◆ **課題 1**: ポジショニングの記事にある「ポジショニングとは、市場での自社の立ち位置を明確にすることをいいます。」という文を英語に訳してください。
◆ **課題 2**: ポジショニングの記事から、「STP分析を行う手順は、英語」と「よ最後のポジショニングです。」の間を、その二つの語句も含めてもう一度書き出してください。
◆ **課題 3**: ポジショニングの記事で、筆者が「手軽に安く、すぐに飲める淹れたてのコーヒー」と聞いてコンビニのドリップコーヒーを思い浮かべる理由を、1〜3文で説明してください。

◆ **元の文章**:
● ● ● ● ● ● ●

こんにちは、SunnyBizコンサル です。
今回は、STP分析の中の P=ポジショニング について掘り下げて解説します。
STP分析を行う手順は、英語の並び通りS(セグメンテーション)⇒T(ターゲティング)⇒P(ポジショニング)です。
分析を順番に進めていくと、ここまでで S=セグメンテーションとT=ターゲティングが終わり、残すはP=ポジショニングというところまで来ていると思います。
セグメンテーション・ターゲティングについてはコチラをご参考にして下さい↓↓↓
セグメンテーションにより自社の活動領域を決め、ターゲティングによって自社が勝てる可能性が高い特定の市場に狙いを定めたら、いよいよ最後のポジショニングです。
今回の記事では、
最初にポジショニングの概念とその重要性について解説します。
次に、ポジショニングを検討する際に活用すべき、ポジショニングマップについて具体例を交えて説明します。
最後に、ポジショニングを行う際のポイントについて提示し、STP分析についてまとめます。
この記事を読むことで、なぜポジショニングの手順が必要であるか、その重要性を理解することができます。
また、ポジショニングを行う際に、自社の場合は何を軸にして行うべきか?どの視点で行うべきか?の視点とポイントを理解することができます。
STP分析の最後の手順であるポジショニングをしっかり理解し、STP分析を完結させましょう!!

もくじ
ポジショニングとは?

ポジショニングの概念(Positioning)
ポジショニングとは、市場での自社の立ち位置を明確にすることをいいます。
これは、競合他社との比較や業界での位置づけではなく、顧客の中でどういう風に認識されるかという、顧客の中での自社の位置づけを表します。
ここで、コーヒー業界を例にポジショニングを考えてみます。
『手軽に安く、すぐに飲める淹れたてのコーヒーといえば?』
と聞かれた際、みなさんはどこのコーヒーを想像しますか?
私は、「手軽・安い・すぐに」のキーワードから、コンビニのドリップコーヒーを想像します。
コンビニであれば街のいたるところで見つけることができ、100円~200円の価格帯で、ほとんど並ぶことなくすぐに手に入れることができるからです。
コンビニのコーヒーは、私の中で「手軽さと安さ」でポジショニングをとっていることになります。
では次に、
『お友達と会っておしゃべりをしながら、ゆっくり美味しく飲むコーヒーは?』
と聞かれた場合はいかがでしょうか?
スターバックスや、ドトールコーヒーなどがイメージできるのではないでしょうか。
お友達と待ち合わせがしやすく、話をはずませることができ、味わい深いコーヒーを飲むことができます。
スターバックスやドトールコーヒーは、コンビニのコーヒーとは違う領域で顧客の中にポジショニングができているといえます。
このように、「〇〇といえば?」と聞かれて「△△!」と出てくる企業は、顧客の中にポジショニングが出来ているといえます。

● ● ● ● ● ● ●

◆ **データ抜粋**:
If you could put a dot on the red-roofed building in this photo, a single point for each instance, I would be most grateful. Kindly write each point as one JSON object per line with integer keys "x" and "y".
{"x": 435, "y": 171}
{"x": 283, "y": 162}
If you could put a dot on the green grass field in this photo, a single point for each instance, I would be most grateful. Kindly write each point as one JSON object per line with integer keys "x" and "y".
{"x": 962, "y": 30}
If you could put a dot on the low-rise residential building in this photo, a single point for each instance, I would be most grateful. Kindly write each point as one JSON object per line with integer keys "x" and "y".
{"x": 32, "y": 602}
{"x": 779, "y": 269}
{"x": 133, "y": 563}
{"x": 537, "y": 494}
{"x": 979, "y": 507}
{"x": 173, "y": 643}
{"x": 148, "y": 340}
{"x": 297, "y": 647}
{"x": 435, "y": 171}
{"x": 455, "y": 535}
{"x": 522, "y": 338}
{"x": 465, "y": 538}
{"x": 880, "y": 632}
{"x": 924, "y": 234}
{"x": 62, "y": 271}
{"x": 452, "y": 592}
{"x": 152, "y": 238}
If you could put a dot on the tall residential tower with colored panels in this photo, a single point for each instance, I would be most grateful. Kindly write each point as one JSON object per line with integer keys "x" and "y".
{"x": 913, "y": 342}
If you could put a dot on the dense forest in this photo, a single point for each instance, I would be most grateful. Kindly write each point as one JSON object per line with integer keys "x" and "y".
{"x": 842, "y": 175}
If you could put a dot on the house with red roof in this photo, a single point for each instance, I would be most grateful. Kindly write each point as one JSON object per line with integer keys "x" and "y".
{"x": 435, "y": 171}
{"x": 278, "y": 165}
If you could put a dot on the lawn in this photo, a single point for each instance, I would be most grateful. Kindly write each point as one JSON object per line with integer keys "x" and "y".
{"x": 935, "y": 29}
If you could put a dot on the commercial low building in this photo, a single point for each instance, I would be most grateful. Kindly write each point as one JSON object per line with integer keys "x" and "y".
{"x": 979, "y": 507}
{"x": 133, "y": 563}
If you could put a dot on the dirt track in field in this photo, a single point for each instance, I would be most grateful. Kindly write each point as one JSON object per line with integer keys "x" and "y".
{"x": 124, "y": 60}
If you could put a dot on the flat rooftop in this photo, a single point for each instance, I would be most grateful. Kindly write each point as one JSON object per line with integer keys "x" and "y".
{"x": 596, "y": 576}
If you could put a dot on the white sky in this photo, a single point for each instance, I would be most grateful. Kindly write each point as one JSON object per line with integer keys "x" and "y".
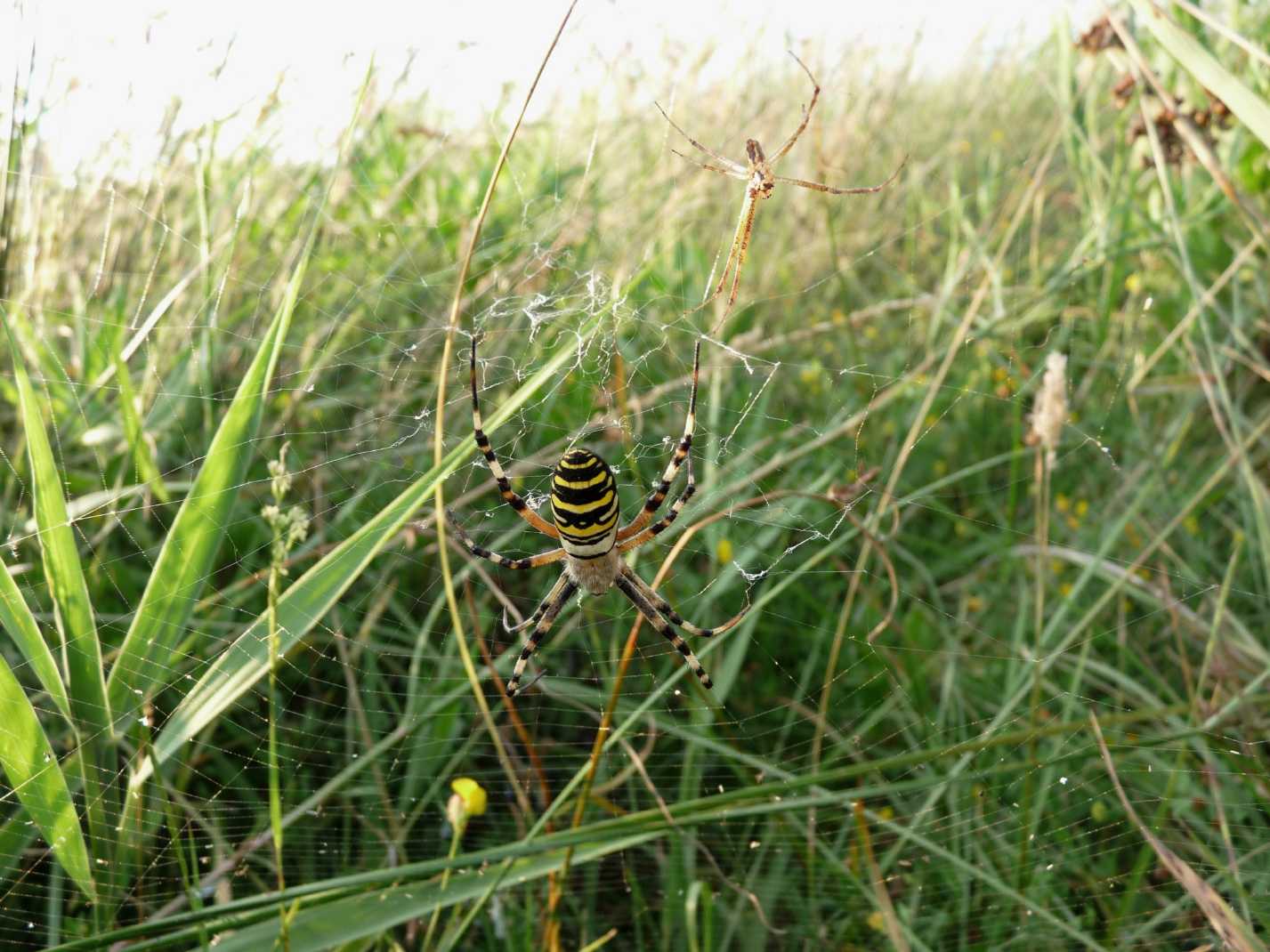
{"x": 109, "y": 70}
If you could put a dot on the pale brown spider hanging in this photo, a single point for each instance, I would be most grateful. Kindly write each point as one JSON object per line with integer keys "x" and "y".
{"x": 761, "y": 181}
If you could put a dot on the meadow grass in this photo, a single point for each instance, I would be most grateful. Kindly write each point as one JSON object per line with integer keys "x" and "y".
{"x": 898, "y": 750}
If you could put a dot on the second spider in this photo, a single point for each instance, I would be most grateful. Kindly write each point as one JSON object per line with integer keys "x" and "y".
{"x": 586, "y": 522}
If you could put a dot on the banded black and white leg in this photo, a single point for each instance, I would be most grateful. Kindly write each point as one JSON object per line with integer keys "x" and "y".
{"x": 683, "y": 452}
{"x": 663, "y": 627}
{"x": 666, "y": 520}
{"x": 505, "y": 485}
{"x": 552, "y": 555}
{"x": 546, "y": 615}
{"x": 674, "y": 617}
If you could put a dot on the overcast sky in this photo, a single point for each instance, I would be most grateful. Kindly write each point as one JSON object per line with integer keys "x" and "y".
{"x": 109, "y": 70}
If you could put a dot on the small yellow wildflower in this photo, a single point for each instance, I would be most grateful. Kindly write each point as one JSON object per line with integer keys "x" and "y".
{"x": 469, "y": 800}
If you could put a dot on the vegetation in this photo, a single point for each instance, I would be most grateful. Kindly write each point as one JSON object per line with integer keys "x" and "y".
{"x": 228, "y": 622}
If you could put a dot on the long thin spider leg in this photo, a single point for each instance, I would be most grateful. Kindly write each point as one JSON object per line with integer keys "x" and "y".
{"x": 832, "y": 190}
{"x": 806, "y": 113}
{"x": 708, "y": 166}
{"x": 672, "y": 469}
{"x": 713, "y": 154}
{"x": 740, "y": 246}
{"x": 674, "y": 617}
{"x": 737, "y": 252}
{"x": 665, "y": 630}
{"x": 666, "y": 520}
{"x": 552, "y": 555}
{"x": 540, "y": 631}
{"x": 505, "y": 487}
{"x": 538, "y": 612}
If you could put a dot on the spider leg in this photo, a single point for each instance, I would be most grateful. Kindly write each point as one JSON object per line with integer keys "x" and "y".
{"x": 672, "y": 469}
{"x": 505, "y": 487}
{"x": 665, "y": 630}
{"x": 708, "y": 166}
{"x": 738, "y": 169}
{"x": 674, "y": 617}
{"x": 806, "y": 113}
{"x": 545, "y": 621}
{"x": 737, "y": 255}
{"x": 665, "y": 522}
{"x": 538, "y": 612}
{"x": 552, "y": 555}
{"x": 832, "y": 190}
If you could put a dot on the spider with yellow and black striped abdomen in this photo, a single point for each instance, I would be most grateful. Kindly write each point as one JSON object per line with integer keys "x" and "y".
{"x": 586, "y": 520}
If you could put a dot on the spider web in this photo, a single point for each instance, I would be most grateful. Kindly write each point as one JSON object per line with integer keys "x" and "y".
{"x": 888, "y": 542}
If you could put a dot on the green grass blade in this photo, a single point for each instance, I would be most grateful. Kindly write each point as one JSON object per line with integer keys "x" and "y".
{"x": 82, "y": 653}
{"x": 314, "y": 593}
{"x": 374, "y": 913}
{"x": 20, "y": 624}
{"x": 37, "y": 779}
{"x": 1248, "y": 106}
{"x": 133, "y": 431}
{"x": 198, "y": 529}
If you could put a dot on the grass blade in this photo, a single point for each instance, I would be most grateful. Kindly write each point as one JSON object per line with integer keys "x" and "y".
{"x": 314, "y": 593}
{"x": 133, "y": 431}
{"x": 1236, "y": 934}
{"x": 372, "y": 913}
{"x": 37, "y": 779}
{"x": 1248, "y": 106}
{"x": 82, "y": 653}
{"x": 196, "y": 535}
{"x": 20, "y": 624}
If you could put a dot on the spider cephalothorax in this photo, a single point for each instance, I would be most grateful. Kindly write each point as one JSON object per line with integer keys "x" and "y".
{"x": 585, "y": 511}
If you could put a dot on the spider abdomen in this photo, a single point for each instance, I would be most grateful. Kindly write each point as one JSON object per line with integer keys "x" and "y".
{"x": 585, "y": 504}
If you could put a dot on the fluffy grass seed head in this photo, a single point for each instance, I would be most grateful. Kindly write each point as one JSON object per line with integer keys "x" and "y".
{"x": 1049, "y": 413}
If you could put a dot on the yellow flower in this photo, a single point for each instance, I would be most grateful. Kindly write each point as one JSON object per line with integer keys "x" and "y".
{"x": 469, "y": 800}
{"x": 475, "y": 800}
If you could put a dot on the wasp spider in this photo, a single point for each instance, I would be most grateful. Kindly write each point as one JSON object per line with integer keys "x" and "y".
{"x": 756, "y": 172}
{"x": 585, "y": 513}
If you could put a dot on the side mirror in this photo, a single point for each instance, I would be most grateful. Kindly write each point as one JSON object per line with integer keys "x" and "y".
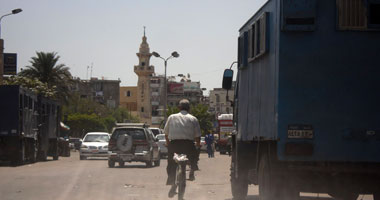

● ● ● ● ● ● ●

◆ **回答 1**: Positioning means making clear where your company stands in the market.

◆ **回答 2**:
STP分析を行う手順は、英語の並び通りS(セグメンテーション)⇒T(ターゲティング)⇒P(ポジショニング)です。
分析を順番に進めていくと、ここまでで S=セグメンテーションとT=ターゲティングが終わり、残すはP=ポジショニングというところまで来ていると思います。
セグメンテーション・ターゲティングについてはコチラをご参考にして下さい↓↓↓
セグメンテーションにより自社の活動領域を決め、ターゲティングによって自社が勝てる可能性が高い特定の市場に狙いを定めたら、いよいよ最後のポジショニングです。

◆ **回答 3**: コンビニなら街のいたるところで見つけられ、コーヒーが100円〜200円の値段で買えるからです。しかも、ほとんど並ばずにすぐ手に入れられます。